**Given records:**
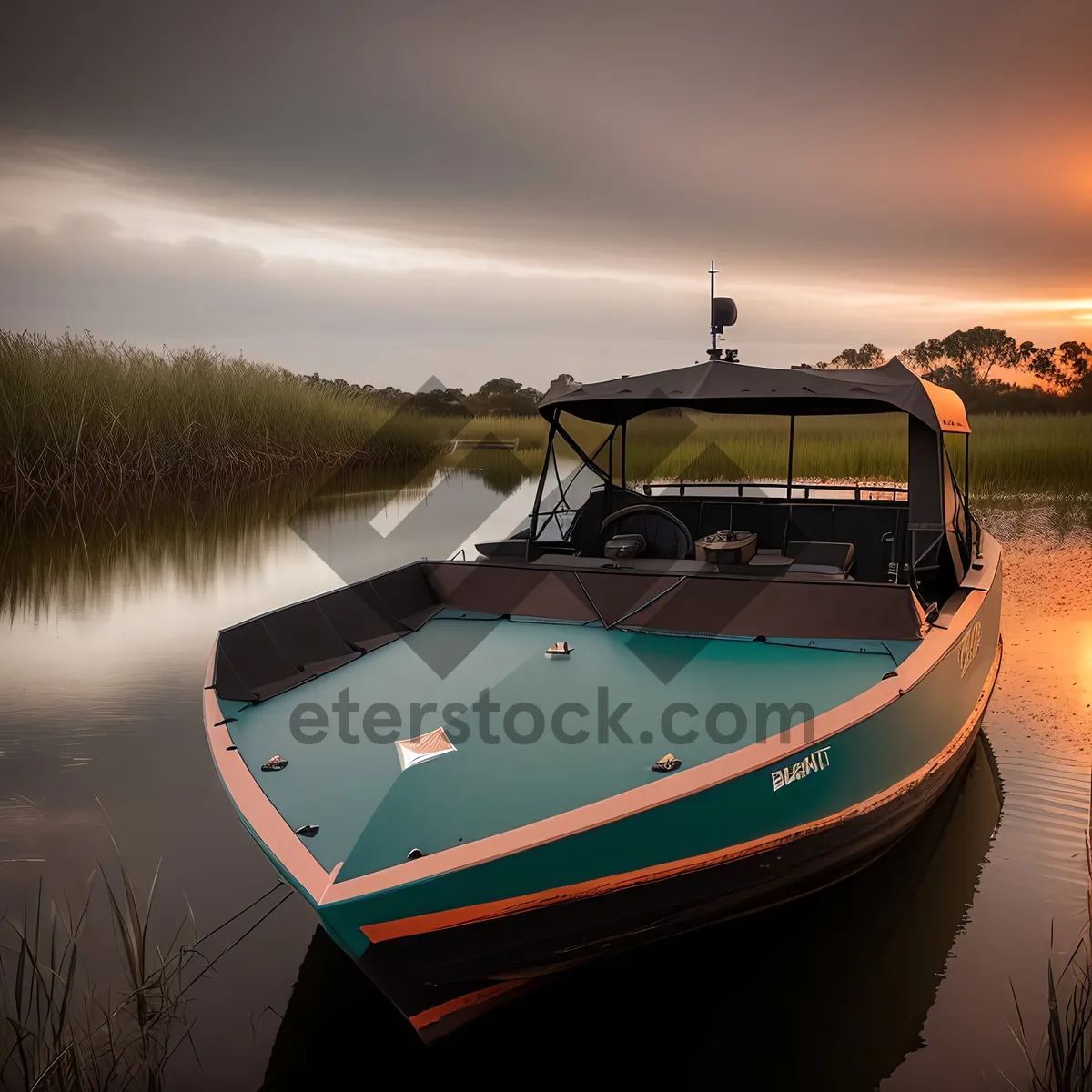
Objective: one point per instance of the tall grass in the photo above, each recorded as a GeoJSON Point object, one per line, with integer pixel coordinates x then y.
{"type": "Point", "coordinates": [60, 1033]}
{"type": "Point", "coordinates": [83, 420]}
{"type": "Point", "coordinates": [86, 425]}
{"type": "Point", "coordinates": [63, 1032]}
{"type": "Point", "coordinates": [1064, 1059]}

**Goal of the exercise:** Reproduce each entry exactly as written, but leave out the images.

**Task answer:**
Objective: one point per instance of the tall grass in the photo above, each recorded as a GeoJSON Point object, one per line, with integer pixel coordinates x then y.
{"type": "Point", "coordinates": [60, 1033]}
{"type": "Point", "coordinates": [83, 420]}
{"type": "Point", "coordinates": [86, 425]}
{"type": "Point", "coordinates": [63, 1032]}
{"type": "Point", "coordinates": [1064, 1059]}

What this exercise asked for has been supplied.